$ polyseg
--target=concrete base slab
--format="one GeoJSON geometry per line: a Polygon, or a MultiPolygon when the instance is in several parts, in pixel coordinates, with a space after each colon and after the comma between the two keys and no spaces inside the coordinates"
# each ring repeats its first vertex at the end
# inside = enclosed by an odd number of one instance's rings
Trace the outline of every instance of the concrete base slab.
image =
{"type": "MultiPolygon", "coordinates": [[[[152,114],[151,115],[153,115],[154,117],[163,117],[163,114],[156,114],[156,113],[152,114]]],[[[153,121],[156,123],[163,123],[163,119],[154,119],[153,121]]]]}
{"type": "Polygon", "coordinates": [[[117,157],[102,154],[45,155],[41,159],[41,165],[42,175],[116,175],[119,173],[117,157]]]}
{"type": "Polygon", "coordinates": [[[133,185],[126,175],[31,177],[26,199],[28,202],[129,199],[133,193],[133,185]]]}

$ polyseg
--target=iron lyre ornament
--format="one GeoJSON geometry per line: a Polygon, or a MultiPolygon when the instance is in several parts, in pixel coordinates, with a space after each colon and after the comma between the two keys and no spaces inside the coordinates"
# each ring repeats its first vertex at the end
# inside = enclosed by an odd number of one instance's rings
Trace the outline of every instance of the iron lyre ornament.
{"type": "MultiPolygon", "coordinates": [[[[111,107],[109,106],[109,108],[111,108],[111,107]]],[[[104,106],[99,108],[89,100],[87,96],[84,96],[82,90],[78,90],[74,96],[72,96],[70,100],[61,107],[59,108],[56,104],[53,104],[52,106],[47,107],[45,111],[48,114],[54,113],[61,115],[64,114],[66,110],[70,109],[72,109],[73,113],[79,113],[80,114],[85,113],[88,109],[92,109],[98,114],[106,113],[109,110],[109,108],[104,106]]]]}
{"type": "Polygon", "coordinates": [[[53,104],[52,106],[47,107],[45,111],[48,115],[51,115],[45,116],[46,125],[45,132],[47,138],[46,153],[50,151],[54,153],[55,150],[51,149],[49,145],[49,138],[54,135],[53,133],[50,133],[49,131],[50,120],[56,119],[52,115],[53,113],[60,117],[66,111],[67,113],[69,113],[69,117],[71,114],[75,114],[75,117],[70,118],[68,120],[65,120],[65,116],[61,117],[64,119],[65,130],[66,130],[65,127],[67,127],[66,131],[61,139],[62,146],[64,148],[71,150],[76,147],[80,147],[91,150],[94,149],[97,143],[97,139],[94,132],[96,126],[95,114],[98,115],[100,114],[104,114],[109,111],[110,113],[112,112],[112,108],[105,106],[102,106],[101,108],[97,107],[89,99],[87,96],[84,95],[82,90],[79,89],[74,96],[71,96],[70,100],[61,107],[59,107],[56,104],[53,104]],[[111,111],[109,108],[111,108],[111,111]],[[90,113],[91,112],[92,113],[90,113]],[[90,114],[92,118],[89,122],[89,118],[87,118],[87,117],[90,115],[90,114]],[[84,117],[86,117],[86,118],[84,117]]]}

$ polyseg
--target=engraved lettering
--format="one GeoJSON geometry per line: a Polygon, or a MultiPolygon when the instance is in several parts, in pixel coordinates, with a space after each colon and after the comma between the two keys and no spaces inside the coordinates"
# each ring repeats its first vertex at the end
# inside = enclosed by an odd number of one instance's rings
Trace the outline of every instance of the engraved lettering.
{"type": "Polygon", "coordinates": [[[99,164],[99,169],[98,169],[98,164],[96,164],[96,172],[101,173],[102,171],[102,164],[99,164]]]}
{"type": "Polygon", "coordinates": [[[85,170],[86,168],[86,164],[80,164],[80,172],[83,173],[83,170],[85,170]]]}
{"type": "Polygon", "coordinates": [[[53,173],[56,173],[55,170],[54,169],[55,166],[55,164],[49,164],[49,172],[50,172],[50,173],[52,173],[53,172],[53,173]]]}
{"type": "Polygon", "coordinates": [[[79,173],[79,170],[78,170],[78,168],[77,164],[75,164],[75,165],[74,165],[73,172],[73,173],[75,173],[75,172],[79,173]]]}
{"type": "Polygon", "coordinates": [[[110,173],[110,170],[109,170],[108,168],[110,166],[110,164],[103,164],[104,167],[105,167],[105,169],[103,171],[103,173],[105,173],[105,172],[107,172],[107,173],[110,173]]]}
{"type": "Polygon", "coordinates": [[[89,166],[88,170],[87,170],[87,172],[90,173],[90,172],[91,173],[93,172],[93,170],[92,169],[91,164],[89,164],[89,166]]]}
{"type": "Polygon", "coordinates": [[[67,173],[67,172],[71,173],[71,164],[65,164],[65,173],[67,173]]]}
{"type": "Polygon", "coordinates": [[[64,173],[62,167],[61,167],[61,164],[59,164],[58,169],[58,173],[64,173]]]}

* _WHAT IS NEEDED_: Report the number of lines in the items above that contain the string "lyre", treating uppercase and lowercase as distinct. Give only the number.

* _COMPLETED EXERCISE_: 2